| Work to complete |
Can you reproduce all of the data below verbatim, keeping every line unchanged and in the same order?

** START Extracted data **

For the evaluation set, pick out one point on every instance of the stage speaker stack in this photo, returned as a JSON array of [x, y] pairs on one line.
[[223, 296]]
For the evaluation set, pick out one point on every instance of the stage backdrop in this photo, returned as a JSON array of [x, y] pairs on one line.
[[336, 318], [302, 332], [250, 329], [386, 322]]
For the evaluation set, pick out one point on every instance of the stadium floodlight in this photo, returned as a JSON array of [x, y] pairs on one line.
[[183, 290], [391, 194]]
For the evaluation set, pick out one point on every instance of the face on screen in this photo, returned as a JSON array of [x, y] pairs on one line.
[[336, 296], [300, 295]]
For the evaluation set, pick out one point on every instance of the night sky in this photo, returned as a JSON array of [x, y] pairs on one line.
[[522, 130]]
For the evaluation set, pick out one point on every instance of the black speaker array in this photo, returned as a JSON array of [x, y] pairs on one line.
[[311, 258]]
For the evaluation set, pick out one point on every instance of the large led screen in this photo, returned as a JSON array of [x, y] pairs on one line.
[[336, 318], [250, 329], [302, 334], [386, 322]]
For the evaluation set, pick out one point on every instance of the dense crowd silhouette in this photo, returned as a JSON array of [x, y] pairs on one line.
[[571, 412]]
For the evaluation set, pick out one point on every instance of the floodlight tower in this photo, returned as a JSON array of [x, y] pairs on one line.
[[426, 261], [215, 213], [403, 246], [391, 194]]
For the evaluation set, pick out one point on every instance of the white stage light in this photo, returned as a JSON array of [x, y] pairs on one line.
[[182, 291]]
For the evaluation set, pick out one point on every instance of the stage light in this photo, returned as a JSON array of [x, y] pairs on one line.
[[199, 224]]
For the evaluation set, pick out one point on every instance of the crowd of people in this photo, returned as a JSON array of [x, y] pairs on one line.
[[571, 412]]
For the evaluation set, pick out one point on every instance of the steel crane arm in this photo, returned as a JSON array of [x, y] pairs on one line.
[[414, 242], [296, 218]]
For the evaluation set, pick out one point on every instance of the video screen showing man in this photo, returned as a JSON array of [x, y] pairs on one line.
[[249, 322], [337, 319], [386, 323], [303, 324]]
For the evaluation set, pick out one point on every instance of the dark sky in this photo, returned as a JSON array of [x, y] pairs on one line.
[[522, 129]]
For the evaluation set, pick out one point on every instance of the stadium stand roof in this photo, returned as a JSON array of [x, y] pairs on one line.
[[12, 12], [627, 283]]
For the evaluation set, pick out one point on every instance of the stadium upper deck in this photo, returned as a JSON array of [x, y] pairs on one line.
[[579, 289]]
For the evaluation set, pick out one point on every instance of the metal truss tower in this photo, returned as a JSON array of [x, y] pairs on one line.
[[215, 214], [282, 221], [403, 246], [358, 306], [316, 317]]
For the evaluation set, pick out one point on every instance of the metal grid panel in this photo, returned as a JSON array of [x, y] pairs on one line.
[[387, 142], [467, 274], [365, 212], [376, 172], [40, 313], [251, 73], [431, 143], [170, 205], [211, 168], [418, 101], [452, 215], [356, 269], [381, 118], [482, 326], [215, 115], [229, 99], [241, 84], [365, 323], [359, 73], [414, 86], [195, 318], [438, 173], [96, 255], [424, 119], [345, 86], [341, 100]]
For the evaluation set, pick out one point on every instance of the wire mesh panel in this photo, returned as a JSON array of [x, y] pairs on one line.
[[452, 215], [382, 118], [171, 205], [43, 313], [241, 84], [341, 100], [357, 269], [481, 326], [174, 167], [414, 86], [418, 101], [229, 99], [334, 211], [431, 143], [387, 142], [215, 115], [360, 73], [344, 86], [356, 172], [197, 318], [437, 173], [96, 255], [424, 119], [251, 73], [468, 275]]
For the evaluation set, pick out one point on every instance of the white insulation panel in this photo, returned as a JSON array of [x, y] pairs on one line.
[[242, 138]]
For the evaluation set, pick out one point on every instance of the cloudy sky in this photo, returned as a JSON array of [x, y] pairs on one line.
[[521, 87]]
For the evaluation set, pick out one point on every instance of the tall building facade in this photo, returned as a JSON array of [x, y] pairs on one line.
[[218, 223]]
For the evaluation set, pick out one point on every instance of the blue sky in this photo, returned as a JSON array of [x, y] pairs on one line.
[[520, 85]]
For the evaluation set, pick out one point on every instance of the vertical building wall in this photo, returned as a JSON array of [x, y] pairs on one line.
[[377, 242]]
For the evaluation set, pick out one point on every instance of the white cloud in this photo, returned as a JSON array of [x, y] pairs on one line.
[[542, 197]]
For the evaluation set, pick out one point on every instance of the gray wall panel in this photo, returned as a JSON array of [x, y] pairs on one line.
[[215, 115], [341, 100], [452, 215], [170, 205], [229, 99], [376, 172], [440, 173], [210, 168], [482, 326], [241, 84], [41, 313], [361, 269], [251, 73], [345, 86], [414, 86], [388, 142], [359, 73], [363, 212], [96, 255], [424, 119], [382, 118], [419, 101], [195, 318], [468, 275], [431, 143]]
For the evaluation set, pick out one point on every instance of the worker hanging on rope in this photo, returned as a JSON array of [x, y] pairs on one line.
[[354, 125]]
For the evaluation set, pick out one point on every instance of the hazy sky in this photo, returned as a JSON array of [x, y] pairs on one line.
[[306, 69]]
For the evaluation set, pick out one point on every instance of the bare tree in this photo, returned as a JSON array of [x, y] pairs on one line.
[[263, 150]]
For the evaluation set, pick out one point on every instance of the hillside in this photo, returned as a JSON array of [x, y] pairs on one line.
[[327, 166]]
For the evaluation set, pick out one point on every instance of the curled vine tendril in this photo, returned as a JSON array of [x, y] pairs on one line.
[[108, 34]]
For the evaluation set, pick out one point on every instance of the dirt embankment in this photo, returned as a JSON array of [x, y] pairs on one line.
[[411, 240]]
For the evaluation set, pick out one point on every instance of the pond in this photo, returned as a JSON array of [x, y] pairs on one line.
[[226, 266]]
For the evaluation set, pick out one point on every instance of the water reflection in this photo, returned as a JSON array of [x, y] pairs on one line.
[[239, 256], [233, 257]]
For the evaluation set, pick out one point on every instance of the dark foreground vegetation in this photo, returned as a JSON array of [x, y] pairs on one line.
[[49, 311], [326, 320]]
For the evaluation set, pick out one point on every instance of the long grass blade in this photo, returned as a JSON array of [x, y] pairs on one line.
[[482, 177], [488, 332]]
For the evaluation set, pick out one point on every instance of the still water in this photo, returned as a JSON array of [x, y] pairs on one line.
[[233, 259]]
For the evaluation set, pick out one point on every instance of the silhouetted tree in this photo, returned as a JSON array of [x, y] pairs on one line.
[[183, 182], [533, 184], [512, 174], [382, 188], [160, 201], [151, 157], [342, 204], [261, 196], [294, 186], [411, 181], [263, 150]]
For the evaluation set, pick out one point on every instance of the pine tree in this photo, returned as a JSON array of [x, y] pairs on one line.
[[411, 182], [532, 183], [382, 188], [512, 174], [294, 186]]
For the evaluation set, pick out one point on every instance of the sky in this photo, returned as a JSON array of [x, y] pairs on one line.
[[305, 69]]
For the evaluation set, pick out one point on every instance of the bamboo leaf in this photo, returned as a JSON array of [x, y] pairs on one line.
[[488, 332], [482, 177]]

** END Extracted data **

| The completed task |
For the evaluation set, pick out one point on every instance of the stage speaker stack in this photo, returned as a JSON array of [x, y] pairs on one line.
[[223, 296]]
For the evaluation set, pick out one point on every instance of the stage backdrop in this photo, returned as a JSON array of [x, y] pairs on one line.
[[336, 318], [302, 332], [250, 329], [386, 322]]
For the evaluation set, pick out one point on every instance of the stadium floodlight in this photo, returned as a JSON array of [x, y] pairs on one line.
[[183, 290], [391, 194]]
For the evaluation set, pick out one point on every instance of the face on screen in this photo, returned as a JSON array of [x, y] pairs on one line.
[[336, 296], [300, 295]]
For the evaluation set, pick out one point on every instance of the night sky in this photo, returned as a JSON array of [x, y] pairs on one line.
[[522, 130]]
For the evaluation set, pick out one point on every instance of the black speaker array in this photo, returned as a JSON array of [x, y] pairs on one line.
[[311, 258]]
For the evaluation set, pick out one point on every instance of the large led screen in this photo, returned as a JSON array of [x, y] pairs on one line.
[[336, 318], [250, 329], [302, 334], [386, 322]]
For the evaluation set, pick out one point on every instance of the dense crowd silhouette in this photo, returned as a JSON array of [x, y] pairs on one line.
[[571, 412]]
For the evaluation set, pick out one point on every instance of the floodlight tower in this photo, returned as a JSON array of [x, y] pairs on one line.
[[426, 261], [215, 213], [403, 246], [391, 194]]
For the evaluation set, pick out one point on every instance of the white stage light in this photo, returned as a JSON array of [x, y] pairs on one line.
[[182, 291]]
For the evaluation set, pick out one point on every instance of the stage light in this photo, returned as a JSON array of [x, y] pairs on one line.
[[199, 224]]
For the evaluation set, pick out one point on every instance of the crowd of people in this photo, returned as a JSON array of [x, y] pairs on one line.
[[571, 412]]
For the evaluation set, pick out one point on every instance of the steel crane arm in this photo, returned as a JSON array of [x, y] pairs on one line.
[[414, 242], [296, 218]]
For the evaluation set, pick out one point on every instance of the video screen showing man in this photo, returned as a JSON array of [x, y] pairs on one line.
[[249, 322], [337, 319], [386, 323], [303, 324]]
For the evaluation set, pick out one point on every instance of the dark sky in this photo, returned as a JSON array of [x, y] pairs on one line.
[[522, 129]]
For the evaluation set, pick out one point on every instance of the stadium stand roof in this photo, returned as a JSON array of [x, y] pairs on one line.
[[12, 12], [627, 283]]
For the evaluation set, pick out one point on every instance of the stadium upper deck in this photo, returned as a JSON array of [x, y] pairs on one line.
[[579, 289]]
For the evaluation set, pick out one point on every instance of the metal truss tower in this photo, returned as a JSON array of [x, y] pairs on one line.
[[215, 214], [282, 221], [403, 246], [358, 306], [316, 317]]
For the evaluation set, pick out one point on every instance of the metal grid panel in this photo, returned as a JSON array of [x, y] pairs on one line.
[[387, 142], [467, 274], [365, 212], [376, 172], [40, 313], [251, 73], [431, 143], [170, 205], [211, 168], [418, 101], [452, 215], [356, 269], [381, 118], [482, 326], [215, 115], [229, 99], [241, 84], [365, 323], [359, 73], [414, 86], [195, 318], [438, 173], [96, 255], [424, 119], [345, 86], [341, 100]]
For the evaluation set, pick out one point on every instance of the wire mesh panel in this photo, returned as a JSON array of [x, y] pairs on one line.
[[452, 215], [382, 118], [171, 205], [43, 313], [241, 84], [341, 100], [357, 269], [481, 326], [174, 167], [414, 86], [418, 101], [229, 99], [334, 211], [431, 143], [387, 142], [215, 115], [360, 73], [344, 86], [356, 172], [197, 318], [437, 173], [96, 255], [424, 119], [251, 73], [468, 275]]
For the evaluation set, pick out one point on every instance of the white insulation panel in this photo, returned as a JSON array of [x, y] pairs on one line.
[[242, 138]]
For the evaluation set, pick out one point on every instance of the cloudy sky in this photo, returned as a JSON array of [x, y] pairs on one line.
[[521, 87]]
For the evaluation set, pick out one point on every instance of the tall building facade in this photo, returned as a JSON array of [x, y] pairs on one line.
[[218, 223]]
For the evaluation set, pick out one point on every instance of the blue sky in this photo, returned as a JSON array of [x, y] pairs on one line.
[[520, 85]]
For the evaluation set, pick out one point on every instance of the vertical building wall in this photo, returned as a JSON array of [x, y] pairs on one line.
[[377, 242]]
For the evaluation set, pick out one point on every instance of the white cloud in this photo, returned as a JSON array of [x, y] pairs on one line.
[[542, 197]]
For the evaluation set, pick out one point on every instance of the gray wall panel in this photo, returned as a JSON array of [x, y] pairs on one line.
[[215, 115], [341, 100], [452, 215], [170, 205], [229, 99], [376, 172], [440, 173], [210, 168], [482, 326], [241, 84], [41, 313], [361, 269], [251, 73], [345, 86], [414, 86], [388, 142], [359, 73], [363, 212], [96, 255], [424, 119], [382, 118], [419, 101], [195, 318], [468, 275], [431, 143]]
For the evaluation set, pick out one point on every instance of the worker hanging on rope in this photo, returned as a JSON array of [x, y] pairs on one line.
[[354, 125]]
For the evaluation set, pick out one point on every instance of the hazy sky in this photo, returned as a JSON array of [x, y] pairs on one line.
[[306, 69]]
For the evaluation set, pick out one point on every instance of the bare tree in this photo, returned as a JSON array of [x, y] pairs on one line.
[[263, 150]]
For the evaluation set, pick out one point on every instance of the hillside in this photo, returned as a JSON array of [x, y] pairs on one line.
[[327, 166]]
For the evaluation set, pick out one point on every instance of the curled vine tendril in this photo, returned as a JSON array of [x, y] pairs on one line.
[[108, 34]]
For the evaluation set, pick out one point on every instance of the dirt embankment in this photo, returned as a JSON array of [x, y] pairs on one line.
[[411, 240]]
For the evaluation set, pick out one point on every instance of the pond in this photo, returned as a JSON array of [x, y] pairs on one line.
[[226, 266]]
For the evaluation set, pick out one point on every instance of the water reflection in this photo, returned as a JSON array of [x, y] pairs on one line.
[[239, 256], [233, 257]]
For the evaluation set, pick out one point on every instance of the dark foreground vegetation in this photo, returned as a JSON array of [x, y] pairs on one line.
[[49, 311], [326, 320]]
For the evaluation set, pick out one point on every instance of the long grass blade in this photo, returned as a JSON array of [x, y] pairs on one line.
[[482, 177], [488, 332]]
For the evaluation set, pick out one point on every instance of the still water in this photo, returned as a JSON array of [x, y] pairs on one line.
[[233, 259]]
For the evaluation set, pick out one point on every instance of the silhouetted tree in this photo, returned as a JSON array of [x, y] pairs on one line.
[[183, 182], [533, 184], [512, 174], [382, 188], [160, 201], [151, 157], [342, 204], [261, 196], [294, 186], [411, 181], [263, 150]]
For the evaluation set, pick out one point on every instance of the pine tree in this photo, returned as a JSON array of [x, y] pairs on one line.
[[411, 182], [532, 183], [382, 188], [512, 174], [294, 186]]
For the evaluation set, pick out one point on every instance of the sky in this photo, returned as a JSON array of [x, y] pairs on one line.
[[305, 69]]
For the evaluation set, pick out one point on every instance of the bamboo leaf in this photo, returned as a JSON array of [x, y] pairs on one line.
[[488, 332], [482, 177]]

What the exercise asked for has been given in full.